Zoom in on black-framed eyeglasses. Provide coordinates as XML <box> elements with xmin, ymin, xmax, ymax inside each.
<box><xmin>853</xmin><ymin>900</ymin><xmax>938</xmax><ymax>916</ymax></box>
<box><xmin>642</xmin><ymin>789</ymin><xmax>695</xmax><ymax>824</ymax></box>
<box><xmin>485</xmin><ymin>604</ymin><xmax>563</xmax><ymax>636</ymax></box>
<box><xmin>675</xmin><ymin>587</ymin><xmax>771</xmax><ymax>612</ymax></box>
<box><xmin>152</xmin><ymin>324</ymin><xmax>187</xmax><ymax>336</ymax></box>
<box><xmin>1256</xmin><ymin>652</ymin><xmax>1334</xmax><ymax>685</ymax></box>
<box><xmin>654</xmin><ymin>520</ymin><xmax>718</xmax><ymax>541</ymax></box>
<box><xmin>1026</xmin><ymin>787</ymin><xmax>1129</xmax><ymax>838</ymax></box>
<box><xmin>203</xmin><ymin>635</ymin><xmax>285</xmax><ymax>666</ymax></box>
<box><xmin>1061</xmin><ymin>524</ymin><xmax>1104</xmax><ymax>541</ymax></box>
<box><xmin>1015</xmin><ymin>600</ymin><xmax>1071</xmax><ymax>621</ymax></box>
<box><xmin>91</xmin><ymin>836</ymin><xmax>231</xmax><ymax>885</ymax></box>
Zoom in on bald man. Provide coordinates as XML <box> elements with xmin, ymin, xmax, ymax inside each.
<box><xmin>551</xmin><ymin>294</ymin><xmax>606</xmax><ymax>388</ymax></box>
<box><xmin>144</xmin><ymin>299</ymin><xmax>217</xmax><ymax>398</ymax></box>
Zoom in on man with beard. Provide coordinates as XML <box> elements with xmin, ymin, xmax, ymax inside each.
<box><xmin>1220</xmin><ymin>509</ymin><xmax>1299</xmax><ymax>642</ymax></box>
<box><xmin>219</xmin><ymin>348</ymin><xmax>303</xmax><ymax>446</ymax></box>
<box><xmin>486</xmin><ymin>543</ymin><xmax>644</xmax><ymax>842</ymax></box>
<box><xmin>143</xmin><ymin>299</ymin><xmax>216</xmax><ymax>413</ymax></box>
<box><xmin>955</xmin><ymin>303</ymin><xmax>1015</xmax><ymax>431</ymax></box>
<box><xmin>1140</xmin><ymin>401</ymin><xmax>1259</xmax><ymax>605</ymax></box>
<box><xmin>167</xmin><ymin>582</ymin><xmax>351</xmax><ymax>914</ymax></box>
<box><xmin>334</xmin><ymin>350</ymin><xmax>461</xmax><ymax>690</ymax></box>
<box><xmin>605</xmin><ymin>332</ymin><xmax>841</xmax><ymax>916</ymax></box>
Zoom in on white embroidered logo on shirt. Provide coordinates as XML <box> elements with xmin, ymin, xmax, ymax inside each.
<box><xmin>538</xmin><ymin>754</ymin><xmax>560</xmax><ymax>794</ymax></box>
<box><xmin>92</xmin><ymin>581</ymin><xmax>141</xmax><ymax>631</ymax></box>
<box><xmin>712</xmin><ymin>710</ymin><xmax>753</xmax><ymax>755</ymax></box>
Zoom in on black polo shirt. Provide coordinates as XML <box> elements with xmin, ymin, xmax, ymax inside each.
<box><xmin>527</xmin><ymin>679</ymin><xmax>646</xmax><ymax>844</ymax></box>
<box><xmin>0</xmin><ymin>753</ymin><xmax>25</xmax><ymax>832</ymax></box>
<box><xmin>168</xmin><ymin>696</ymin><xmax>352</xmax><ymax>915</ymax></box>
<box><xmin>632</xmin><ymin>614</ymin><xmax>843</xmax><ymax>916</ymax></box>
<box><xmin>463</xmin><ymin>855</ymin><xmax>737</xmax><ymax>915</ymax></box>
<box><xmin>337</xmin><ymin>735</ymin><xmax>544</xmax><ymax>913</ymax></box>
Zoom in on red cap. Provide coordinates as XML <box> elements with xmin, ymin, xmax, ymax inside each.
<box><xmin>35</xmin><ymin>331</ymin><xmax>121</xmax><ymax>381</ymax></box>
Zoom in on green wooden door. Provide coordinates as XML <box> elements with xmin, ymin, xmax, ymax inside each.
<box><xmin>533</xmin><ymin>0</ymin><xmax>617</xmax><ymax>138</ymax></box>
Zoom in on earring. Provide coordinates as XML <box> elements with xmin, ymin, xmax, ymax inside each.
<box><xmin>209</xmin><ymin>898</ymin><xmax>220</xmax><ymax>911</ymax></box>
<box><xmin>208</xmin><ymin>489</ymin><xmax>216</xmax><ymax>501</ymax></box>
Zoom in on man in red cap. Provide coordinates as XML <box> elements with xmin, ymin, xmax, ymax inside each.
++++++++++++++++++++
→ **What you need to do**: Your output should be the lines from the one with "Zoom in on green" through the end of the records above, copied exactly.

→ **Completed exercise**:
Zoom in on green wooden door. Provide coordinates as XML <box> elements with xmin, ymin, xmax, ymax inside each.
<box><xmin>533</xmin><ymin>0</ymin><xmax>617</xmax><ymax>138</ymax></box>
Zoom in on earring. Provide coordinates as XML <box> elements with xmin, ymin, xmax, ymax inside each.
<box><xmin>209</xmin><ymin>898</ymin><xmax>220</xmax><ymax>911</ymax></box>
<box><xmin>208</xmin><ymin>489</ymin><xmax>216</xmax><ymax>501</ymax></box>
Zoom in on man in red cap. Provide coordinates as XML <box> elements with xmin, ymin, xmax, ymax inside each.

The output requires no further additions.